Stored items
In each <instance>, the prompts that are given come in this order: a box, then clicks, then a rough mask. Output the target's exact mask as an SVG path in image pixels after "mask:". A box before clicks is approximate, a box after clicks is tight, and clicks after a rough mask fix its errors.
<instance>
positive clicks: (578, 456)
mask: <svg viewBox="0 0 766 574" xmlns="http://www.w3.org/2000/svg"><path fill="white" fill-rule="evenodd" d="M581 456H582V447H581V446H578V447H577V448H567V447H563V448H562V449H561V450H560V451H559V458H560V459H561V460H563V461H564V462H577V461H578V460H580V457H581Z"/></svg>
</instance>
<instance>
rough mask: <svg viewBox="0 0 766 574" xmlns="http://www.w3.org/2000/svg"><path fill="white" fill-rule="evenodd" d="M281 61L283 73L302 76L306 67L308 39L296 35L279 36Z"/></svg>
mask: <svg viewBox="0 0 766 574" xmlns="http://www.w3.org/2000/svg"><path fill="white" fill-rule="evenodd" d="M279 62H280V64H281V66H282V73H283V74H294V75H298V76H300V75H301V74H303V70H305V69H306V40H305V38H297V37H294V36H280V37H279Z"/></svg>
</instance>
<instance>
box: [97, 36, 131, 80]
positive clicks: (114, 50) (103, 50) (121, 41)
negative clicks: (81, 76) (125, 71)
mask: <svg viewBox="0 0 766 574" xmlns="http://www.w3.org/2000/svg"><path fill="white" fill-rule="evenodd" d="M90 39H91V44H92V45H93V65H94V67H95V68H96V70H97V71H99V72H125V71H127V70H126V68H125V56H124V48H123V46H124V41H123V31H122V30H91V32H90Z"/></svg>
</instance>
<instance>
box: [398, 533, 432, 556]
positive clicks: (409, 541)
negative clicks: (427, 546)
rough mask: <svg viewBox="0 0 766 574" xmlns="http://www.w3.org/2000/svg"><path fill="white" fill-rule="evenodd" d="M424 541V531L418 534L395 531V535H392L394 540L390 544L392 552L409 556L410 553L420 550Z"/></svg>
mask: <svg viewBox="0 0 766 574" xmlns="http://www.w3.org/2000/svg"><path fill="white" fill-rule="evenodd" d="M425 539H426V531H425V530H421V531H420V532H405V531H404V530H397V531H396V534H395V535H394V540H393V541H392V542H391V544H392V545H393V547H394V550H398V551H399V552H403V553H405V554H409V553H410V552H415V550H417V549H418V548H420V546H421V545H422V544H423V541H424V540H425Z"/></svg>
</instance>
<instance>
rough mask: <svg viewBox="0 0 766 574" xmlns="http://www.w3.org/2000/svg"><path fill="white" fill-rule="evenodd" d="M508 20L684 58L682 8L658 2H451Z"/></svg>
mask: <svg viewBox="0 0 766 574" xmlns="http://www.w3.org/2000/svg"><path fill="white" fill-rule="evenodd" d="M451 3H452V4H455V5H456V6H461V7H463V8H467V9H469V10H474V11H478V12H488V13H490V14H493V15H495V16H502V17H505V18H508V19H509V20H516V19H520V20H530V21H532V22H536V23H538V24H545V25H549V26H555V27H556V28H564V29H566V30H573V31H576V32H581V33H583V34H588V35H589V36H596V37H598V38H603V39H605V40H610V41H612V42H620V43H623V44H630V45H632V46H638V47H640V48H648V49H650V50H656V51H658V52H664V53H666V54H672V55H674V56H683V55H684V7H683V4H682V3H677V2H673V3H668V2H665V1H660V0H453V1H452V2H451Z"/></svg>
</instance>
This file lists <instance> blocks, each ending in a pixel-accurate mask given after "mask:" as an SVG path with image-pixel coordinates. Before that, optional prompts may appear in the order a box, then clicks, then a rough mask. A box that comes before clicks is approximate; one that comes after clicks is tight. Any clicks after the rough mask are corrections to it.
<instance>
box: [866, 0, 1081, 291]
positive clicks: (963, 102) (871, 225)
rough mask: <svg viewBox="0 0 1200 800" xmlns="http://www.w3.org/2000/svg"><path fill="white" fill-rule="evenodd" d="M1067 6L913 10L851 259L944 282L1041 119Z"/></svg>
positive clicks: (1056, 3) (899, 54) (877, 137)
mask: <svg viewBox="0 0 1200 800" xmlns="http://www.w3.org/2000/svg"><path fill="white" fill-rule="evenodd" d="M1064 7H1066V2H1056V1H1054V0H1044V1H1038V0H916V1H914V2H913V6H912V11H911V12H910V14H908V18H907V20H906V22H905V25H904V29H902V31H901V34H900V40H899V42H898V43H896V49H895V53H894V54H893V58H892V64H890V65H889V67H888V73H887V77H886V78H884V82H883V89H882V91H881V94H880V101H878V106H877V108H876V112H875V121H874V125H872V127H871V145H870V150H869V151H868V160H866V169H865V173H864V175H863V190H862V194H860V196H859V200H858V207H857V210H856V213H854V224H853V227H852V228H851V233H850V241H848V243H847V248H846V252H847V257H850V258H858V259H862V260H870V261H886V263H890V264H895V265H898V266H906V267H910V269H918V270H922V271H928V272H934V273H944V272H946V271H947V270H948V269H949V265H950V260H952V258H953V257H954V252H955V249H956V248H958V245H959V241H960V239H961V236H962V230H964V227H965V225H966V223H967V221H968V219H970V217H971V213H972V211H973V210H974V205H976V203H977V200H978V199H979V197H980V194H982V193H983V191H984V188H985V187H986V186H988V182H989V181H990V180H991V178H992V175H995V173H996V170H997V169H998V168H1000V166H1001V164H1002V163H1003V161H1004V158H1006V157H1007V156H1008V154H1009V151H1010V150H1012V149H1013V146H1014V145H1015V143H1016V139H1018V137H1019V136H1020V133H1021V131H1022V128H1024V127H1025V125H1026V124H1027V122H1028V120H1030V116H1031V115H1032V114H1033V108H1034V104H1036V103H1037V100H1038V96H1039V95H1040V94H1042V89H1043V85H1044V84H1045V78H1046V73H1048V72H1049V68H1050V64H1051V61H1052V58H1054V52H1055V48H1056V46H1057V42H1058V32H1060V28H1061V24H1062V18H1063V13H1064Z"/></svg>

- [Aim of the exercise] Please return all of the records exactly as they appear.

- [Result for this exercise]
In each <instance>, the prompts that are given come in this order: a box, then clicks, then a rough mask. Output the target's exact mask as an SVG path in image pixels after "mask:". A box before clicks is approximate, a box after clicks is tight, and clicks after a rough mask fix its errors.
<instance>
positive clicks: (578, 456)
mask: <svg viewBox="0 0 766 574" xmlns="http://www.w3.org/2000/svg"><path fill="white" fill-rule="evenodd" d="M581 456H582V447H581V446H578V447H577V448H567V447H563V448H562V449H561V450H560V451H559V458H560V459H561V460H563V461H564V462H577V461H578V460H580V457H581Z"/></svg>
</instance>
<instance>
rough mask: <svg viewBox="0 0 766 574" xmlns="http://www.w3.org/2000/svg"><path fill="white" fill-rule="evenodd" d="M281 61L283 73L302 76L306 67L308 39L296 35L279 36Z"/></svg>
mask: <svg viewBox="0 0 766 574" xmlns="http://www.w3.org/2000/svg"><path fill="white" fill-rule="evenodd" d="M279 62H280V64H281V66H282V73H283V74H294V75H298V76H300V75H301V74H303V70H305V69H306V40H305V38H297V37H294V36H280V37H279Z"/></svg>
</instance>
<instance>
box: [97, 36, 131, 80]
positive clicks: (114, 50) (103, 50) (121, 41)
negative clicks: (81, 76) (125, 71)
mask: <svg viewBox="0 0 766 574" xmlns="http://www.w3.org/2000/svg"><path fill="white" fill-rule="evenodd" d="M90 39H91V44H92V45H93V65H94V67H95V68H96V70H97V71H99V72H125V71H127V70H126V68H125V56H124V48H123V46H124V41H123V31H122V30H91V32H90Z"/></svg>
</instance>
<instance>
box: [398, 533, 432, 556]
positive clicks: (409, 541)
negative clicks: (427, 546)
rough mask: <svg viewBox="0 0 766 574" xmlns="http://www.w3.org/2000/svg"><path fill="white" fill-rule="evenodd" d="M424 541V531L418 534L395 531V535H392L394 540L390 544L392 552L409 556L410 553L420 550Z"/></svg>
mask: <svg viewBox="0 0 766 574" xmlns="http://www.w3.org/2000/svg"><path fill="white" fill-rule="evenodd" d="M425 539H426V531H425V530H421V531H420V532H405V531H404V530H397V531H396V534H395V535H394V540H393V541H392V542H391V544H392V545H393V547H394V550H398V551H399V552H403V553H405V554H409V553H410V552H415V550H417V549H418V548H420V546H421V545H422V544H423V541H424V540H425Z"/></svg>
</instance>
<instance>
rough mask: <svg viewBox="0 0 766 574" xmlns="http://www.w3.org/2000/svg"><path fill="white" fill-rule="evenodd" d="M508 20L684 58L682 8L658 2H451Z"/></svg>
mask: <svg viewBox="0 0 766 574" xmlns="http://www.w3.org/2000/svg"><path fill="white" fill-rule="evenodd" d="M451 3H452V4H455V5H456V6H461V7H463V8H467V9H469V10H474V11H478V12H488V13H490V14H493V15H495V16H502V17H505V18H508V19H509V20H516V19H520V20H530V21H532V22H536V23H538V24H545V25H549V26H555V27H556V28H564V29H566V30H573V31H576V32H581V33H583V34H588V35H589V36H596V37H598V38H603V39H605V40H610V41H612V42H620V43H623V44H630V45H632V46H638V47H640V48H648V49H650V50H656V51H658V52H664V53H666V54H672V55H674V56H683V55H684V7H683V4H682V3H677V2H673V3H668V2H665V1H660V0H453V1H452V2H451Z"/></svg>
</instance>
This file lists <instance> blocks, each ending in a pixel-accurate mask given after "mask:" as an SVG path with image-pixel coordinates. Before that, optional prompts may appear in the order a box, then clicks, then a rough mask. A box that comes before clicks is approximate; one that comes after clicks is tight. Any clicks after the rough mask are corrections to it.
<instance>
box: [866, 0, 1081, 291]
positive clicks: (963, 102) (871, 225)
rough mask: <svg viewBox="0 0 1200 800" xmlns="http://www.w3.org/2000/svg"><path fill="white" fill-rule="evenodd" d="M1067 6L913 10L851 259L944 282L1041 119Z"/></svg>
positive clicks: (1056, 3) (899, 54) (877, 137)
mask: <svg viewBox="0 0 1200 800" xmlns="http://www.w3.org/2000/svg"><path fill="white" fill-rule="evenodd" d="M1064 7H1066V2H1056V1H1054V0H1044V1H1038V0H916V1H914V2H913V6H912V11H911V12H910V14H908V18H907V20H906V22H905V25H904V29H902V31H901V34H900V40H899V42H898V43H896V49H895V53H894V54H893V58H892V64H890V65H889V67H888V73H887V77H886V78H884V82H883V89H882V91H881V94H880V101H878V106H877V108H876V112H875V121H874V125H872V127H871V145H870V150H869V151H868V160H866V169H865V173H864V175H863V190H862V194H860V196H859V200H858V207H857V210H856V213H854V224H853V227H852V228H851V233H850V241H848V243H847V248H846V252H847V257H850V258H858V259H862V260H870V261H886V263H890V264H895V265H898V266H906V267H910V269H918V270H922V271H928V272H934V273H944V272H946V271H947V270H948V269H949V265H950V260H952V258H953V257H954V252H955V249H956V248H958V245H959V241H960V239H961V236H962V230H964V227H965V225H966V223H967V221H968V219H970V217H971V213H972V211H973V210H974V205H976V203H977V200H978V199H979V197H980V194H982V193H983V191H984V188H985V187H986V186H988V182H989V181H990V180H991V178H992V175H995V173H996V170H997V169H998V168H1000V166H1001V164H1002V163H1003V161H1004V158H1006V157H1007V156H1008V154H1009V151H1010V150H1012V149H1013V146H1014V145H1015V143H1016V139H1018V137H1019V136H1020V133H1021V131H1022V128H1024V127H1025V125H1026V124H1027V122H1028V120H1030V116H1031V115H1032V114H1033V108H1034V104H1036V103H1037V100H1038V96H1039V95H1040V94H1042V89H1043V85H1044V84H1045V78H1046V73H1048V72H1049V68H1050V64H1051V61H1052V58H1054V52H1055V48H1056V46H1057V42H1058V32H1060V28H1061V24H1062V18H1063V13H1064Z"/></svg>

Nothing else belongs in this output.